Exercise brief:
Records follow. Select each line holding "white".

━━━━━━━━━━━━━━━━━━━━

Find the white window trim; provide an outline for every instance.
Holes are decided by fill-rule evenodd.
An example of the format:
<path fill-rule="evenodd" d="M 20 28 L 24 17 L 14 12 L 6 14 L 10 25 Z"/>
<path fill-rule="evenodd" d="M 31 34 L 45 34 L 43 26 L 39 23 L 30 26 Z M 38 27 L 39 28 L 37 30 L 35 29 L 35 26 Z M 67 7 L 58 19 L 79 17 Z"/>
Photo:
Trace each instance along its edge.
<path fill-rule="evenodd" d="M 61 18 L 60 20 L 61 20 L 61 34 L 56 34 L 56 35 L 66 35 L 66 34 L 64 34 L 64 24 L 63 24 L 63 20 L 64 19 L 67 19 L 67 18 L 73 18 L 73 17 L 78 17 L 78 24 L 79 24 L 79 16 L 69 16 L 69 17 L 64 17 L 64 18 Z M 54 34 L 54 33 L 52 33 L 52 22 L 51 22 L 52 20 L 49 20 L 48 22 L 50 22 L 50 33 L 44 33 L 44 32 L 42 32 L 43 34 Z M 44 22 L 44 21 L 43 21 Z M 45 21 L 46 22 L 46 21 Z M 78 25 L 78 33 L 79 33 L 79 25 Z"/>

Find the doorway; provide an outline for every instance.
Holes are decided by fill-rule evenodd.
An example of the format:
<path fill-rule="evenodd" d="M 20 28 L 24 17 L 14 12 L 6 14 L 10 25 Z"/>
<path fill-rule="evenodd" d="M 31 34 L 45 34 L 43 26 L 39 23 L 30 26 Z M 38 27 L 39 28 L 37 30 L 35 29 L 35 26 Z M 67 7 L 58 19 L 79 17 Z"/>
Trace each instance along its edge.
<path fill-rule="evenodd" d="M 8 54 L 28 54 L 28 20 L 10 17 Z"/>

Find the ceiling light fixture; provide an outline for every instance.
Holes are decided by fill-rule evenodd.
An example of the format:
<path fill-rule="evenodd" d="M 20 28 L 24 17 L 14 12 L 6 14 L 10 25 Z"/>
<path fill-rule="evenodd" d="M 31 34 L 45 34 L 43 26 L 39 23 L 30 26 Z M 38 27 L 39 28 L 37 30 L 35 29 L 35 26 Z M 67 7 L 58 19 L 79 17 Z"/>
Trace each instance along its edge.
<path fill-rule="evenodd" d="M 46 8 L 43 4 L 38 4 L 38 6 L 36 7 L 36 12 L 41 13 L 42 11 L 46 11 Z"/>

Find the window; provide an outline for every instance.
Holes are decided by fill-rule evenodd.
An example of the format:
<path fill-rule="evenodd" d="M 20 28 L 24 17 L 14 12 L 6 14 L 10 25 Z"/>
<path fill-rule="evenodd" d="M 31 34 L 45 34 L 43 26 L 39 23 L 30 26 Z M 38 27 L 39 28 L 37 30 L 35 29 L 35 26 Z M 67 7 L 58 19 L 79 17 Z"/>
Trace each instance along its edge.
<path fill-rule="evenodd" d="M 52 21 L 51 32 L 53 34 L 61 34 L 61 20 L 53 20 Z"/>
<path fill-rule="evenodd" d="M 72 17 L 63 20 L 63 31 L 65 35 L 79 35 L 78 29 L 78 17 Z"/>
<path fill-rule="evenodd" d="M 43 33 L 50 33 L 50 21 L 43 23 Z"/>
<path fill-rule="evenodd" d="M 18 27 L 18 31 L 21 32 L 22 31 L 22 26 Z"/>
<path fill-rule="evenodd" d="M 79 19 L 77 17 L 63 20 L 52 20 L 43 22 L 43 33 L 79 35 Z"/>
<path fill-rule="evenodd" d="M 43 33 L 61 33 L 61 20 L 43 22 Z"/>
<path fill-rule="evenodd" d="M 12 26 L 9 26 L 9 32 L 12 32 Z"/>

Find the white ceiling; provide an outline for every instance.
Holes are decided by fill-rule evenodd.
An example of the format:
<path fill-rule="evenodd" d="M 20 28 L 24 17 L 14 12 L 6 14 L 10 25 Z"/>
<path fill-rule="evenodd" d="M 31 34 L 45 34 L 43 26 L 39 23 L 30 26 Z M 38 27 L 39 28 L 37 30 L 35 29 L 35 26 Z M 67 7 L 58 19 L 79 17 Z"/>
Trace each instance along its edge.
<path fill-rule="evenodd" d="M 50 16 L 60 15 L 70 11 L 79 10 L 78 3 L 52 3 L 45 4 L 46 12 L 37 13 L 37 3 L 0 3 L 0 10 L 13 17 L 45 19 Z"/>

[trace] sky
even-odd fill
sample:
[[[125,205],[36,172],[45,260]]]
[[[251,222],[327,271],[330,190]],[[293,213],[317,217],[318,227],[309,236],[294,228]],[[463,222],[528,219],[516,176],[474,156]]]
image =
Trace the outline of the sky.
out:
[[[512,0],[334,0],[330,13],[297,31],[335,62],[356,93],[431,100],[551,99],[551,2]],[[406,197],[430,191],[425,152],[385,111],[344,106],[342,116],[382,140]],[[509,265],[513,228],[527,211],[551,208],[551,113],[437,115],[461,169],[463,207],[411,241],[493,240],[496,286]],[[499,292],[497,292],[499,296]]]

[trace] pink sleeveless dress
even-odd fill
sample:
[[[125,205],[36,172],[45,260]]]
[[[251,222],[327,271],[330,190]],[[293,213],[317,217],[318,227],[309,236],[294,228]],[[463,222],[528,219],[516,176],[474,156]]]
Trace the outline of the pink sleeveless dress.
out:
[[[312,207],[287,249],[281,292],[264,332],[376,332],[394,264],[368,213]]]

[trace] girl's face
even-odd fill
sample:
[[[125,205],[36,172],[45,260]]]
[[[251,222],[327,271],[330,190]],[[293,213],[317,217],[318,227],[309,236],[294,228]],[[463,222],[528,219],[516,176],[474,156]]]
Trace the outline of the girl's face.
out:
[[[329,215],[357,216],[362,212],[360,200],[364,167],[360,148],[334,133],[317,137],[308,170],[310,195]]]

━━━━━━━━━━━━━━━━━━━━

Your solution:
Find the white window trim; provide an outline for every instance.
Find the white ceiling; provide an outline for every instance.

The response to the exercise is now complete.